## Directions
Could you render each line of the items below as one string in a JSON list, skipping blank lines and leaving the pictures out?

↓↓↓

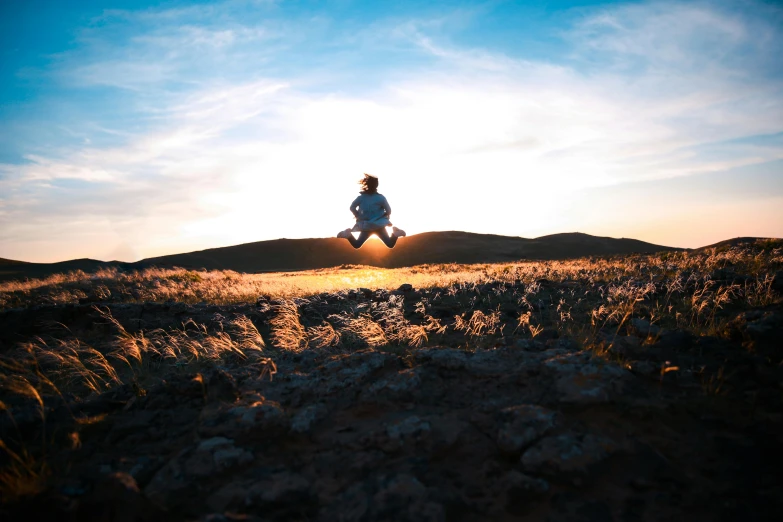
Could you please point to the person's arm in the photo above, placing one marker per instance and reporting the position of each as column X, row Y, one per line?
column 353, row 207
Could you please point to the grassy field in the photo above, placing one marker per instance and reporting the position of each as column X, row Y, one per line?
column 224, row 318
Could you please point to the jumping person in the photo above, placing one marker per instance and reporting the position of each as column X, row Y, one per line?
column 372, row 212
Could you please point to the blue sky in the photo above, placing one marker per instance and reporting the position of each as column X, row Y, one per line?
column 135, row 129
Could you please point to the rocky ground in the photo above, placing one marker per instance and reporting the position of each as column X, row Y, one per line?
column 647, row 424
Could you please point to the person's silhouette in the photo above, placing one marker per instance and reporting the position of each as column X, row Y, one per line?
column 372, row 212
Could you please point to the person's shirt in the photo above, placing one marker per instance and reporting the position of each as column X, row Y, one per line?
column 372, row 211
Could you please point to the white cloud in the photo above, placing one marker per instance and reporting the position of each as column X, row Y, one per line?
column 482, row 141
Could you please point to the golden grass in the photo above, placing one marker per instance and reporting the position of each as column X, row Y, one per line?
column 581, row 298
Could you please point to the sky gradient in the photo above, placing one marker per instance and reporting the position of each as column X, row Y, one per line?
column 134, row 129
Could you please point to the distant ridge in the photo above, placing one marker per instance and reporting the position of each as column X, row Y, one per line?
column 280, row 255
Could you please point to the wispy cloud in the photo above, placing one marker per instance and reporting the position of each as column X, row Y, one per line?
column 245, row 125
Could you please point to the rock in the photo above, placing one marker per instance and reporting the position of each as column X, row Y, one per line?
column 116, row 498
column 283, row 487
column 407, row 431
column 446, row 358
column 229, row 456
column 523, row 425
column 566, row 454
column 643, row 328
column 221, row 386
column 400, row 386
column 777, row 282
column 582, row 378
column 676, row 340
column 547, row 334
column 214, row 442
column 403, row 497
column 306, row 418
column 259, row 419
column 348, row 371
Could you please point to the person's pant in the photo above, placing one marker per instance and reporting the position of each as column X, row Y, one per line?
column 382, row 234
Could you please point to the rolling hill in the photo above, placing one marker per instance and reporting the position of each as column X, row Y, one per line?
column 303, row 254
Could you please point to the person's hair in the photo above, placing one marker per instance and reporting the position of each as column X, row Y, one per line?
column 369, row 184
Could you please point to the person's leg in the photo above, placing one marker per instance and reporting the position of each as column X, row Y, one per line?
column 357, row 243
column 384, row 236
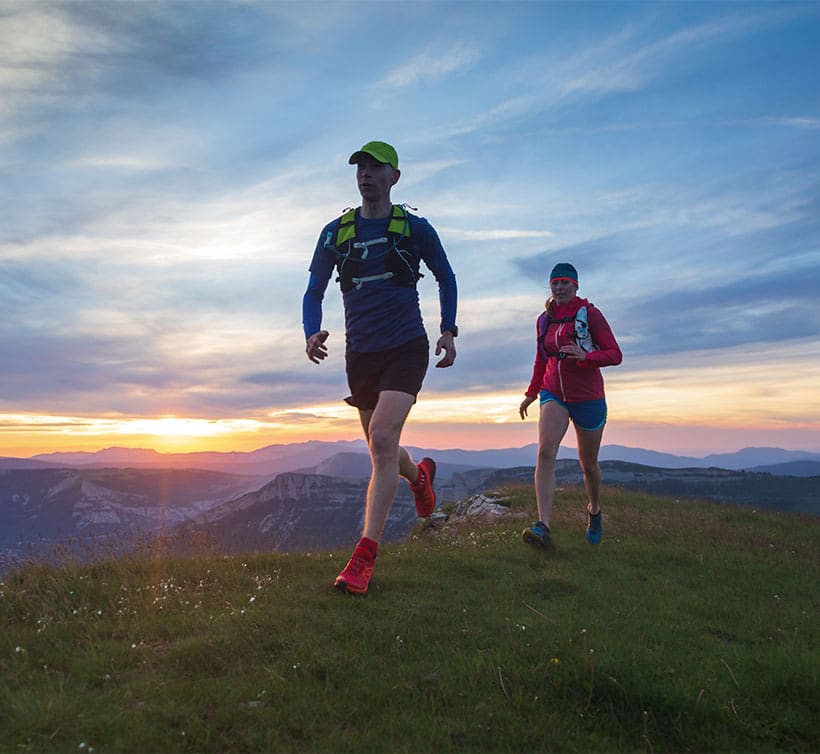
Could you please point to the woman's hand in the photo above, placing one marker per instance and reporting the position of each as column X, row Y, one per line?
column 522, row 409
column 573, row 351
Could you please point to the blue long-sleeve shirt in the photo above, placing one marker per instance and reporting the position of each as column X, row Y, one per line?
column 380, row 315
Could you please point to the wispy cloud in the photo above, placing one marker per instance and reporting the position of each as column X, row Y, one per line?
column 427, row 66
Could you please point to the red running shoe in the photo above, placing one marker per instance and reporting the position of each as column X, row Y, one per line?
column 355, row 577
column 423, row 494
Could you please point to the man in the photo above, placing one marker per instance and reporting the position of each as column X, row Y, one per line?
column 375, row 251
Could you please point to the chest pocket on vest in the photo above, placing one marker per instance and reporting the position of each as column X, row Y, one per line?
column 394, row 254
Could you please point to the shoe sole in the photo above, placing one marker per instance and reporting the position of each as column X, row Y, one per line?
column 432, row 466
column 345, row 588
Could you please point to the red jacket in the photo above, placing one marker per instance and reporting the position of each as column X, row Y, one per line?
column 573, row 379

↑↑↑

## Solution to this task
[
  "Could you please point to the person's arm in the photo above, placing one marker per instance and reporting the position of each as column X, row Y, one per line?",
  "column 353, row 207",
  "Could you please point to the grassy field in the photo above, placing one marker per instance and reporting the position of each as column X, row Y, one per line?",
  "column 224, row 318",
  "Could you please point to the jumping person in the photo above, placing one marker per instance and reporting the position of each as column X, row Y, one per line?",
  "column 372, row 212",
  "Could you please point to the blue sky in the photo above, placing one marker per instance and reporting the position of each as column X, row Y, one per line?",
  "column 135, row 129",
  "Could you please point to the rocky ground in the photo above, placing one marker per instance and reporting the position of each as column X, row Y, one per line?",
  "column 647, row 424",
  "Could you please point to the person's silhouette in the photo above, placing one marker per instance and reporting the position of each as column X, row Y, one per line?",
  "column 372, row 212",
  "Could you please point to the person's shirt in the photo above, placing one marker per instance and reporting the position of each as column X, row Y, one per line?",
  "column 372, row 211",
  "Could you please point to the white cloud in the photo above, placing one marker per instance and reporting the position of each as column X, row Y, one per line?",
  "column 482, row 141",
  "Could you please point to the golden grass in the photo above, placing one marker per instance and reporting the position of each as column X, row Y, one per line?",
  "column 581, row 298",
  "Could you please point to the sky gradient in the photo above, placing one marker per instance and reporting the position of each as column X, row Y, one per line?",
  "column 134, row 129",
  "Could you please point to the distant ridge in the photo above, placing one marker per instance and reporting the position of each as column X, row Y, one per line?",
  "column 280, row 255",
  "Could you please point to the wispy cloud in the photo above, placing one marker per instance and reporting the position of each as column X, row Y, one per line?",
  "column 245, row 125",
  "Could you please point to the rock in the photo above, placing one marker per instance and reporting the position of each as column X, row Y, one per line?",
  "column 116, row 498",
  "column 283, row 487",
  "column 407, row 431",
  "column 446, row 358",
  "column 229, row 456",
  "column 523, row 425",
  "column 566, row 454",
  "column 643, row 328",
  "column 221, row 386",
  "column 400, row 386",
  "column 777, row 282",
  "column 582, row 378",
  "column 676, row 340",
  "column 547, row 334",
  "column 214, row 442",
  "column 403, row 497",
  "column 306, row 418",
  "column 259, row 419",
  "column 348, row 371",
  "Could you please point to the person's pant in the photo above, placing one marker per instance and reporting the position of each as column X, row Y, one per line?",
  "column 382, row 234",
  "Could you please point to the rolling hill in the photo above, placing one marker per instance and reporting the position of each as column X, row Y, one per line?",
  "column 303, row 254",
  "Could you please point to the person's hair in the photo above, placing one marker per instance and reporting the position of each as column X, row Y, one per line?",
  "column 369, row 184",
  "Could you please point to the person's leg in the photo above, placing one marker per instance and reporting the position of each as column X, row Y, one per line?",
  "column 357, row 243",
  "column 384, row 236",
  "Could you please point to the woman's hand in the photo above, placing one marker per instance and reporting the position of each as column X, row Y, one per line?",
  "column 522, row 409",
  "column 573, row 351",
  "Could you please point to the blue long-sleeve shirt in the photo above, placing one marker per instance and reporting the position of each as column X, row Y, one per line?",
  "column 380, row 315",
  "Could you please point to the wispy cloud in the photo above, placing one marker per instance and reporting the position of each as column X, row Y, one per line?",
  "column 427, row 66",
  "Could you please point to the red running shoe in the photo above, placing one marker per instance and reporting the position of each as column X, row Y, one per line?",
  "column 355, row 577",
  "column 423, row 494",
  "Could you please point to the man in the photo above, placing one marker per instance and reporting the position of each as column X, row Y, one per line?",
  "column 375, row 251",
  "Could you please point to the chest pocket on vest in the photo above, placing one marker per instance and reporting the position of each as column X, row Y, one per line?",
  "column 394, row 254",
  "Could you please point to the shoe sole in the photo above, placing one marker per instance and reporting the position of each as column X, row Y, one per line?",
  "column 432, row 466",
  "column 345, row 588",
  "Could you please point to the red jacket in the photo above, placing one marker per instance and reporting the position of each as column X, row Y, one per line?",
  "column 573, row 379"
]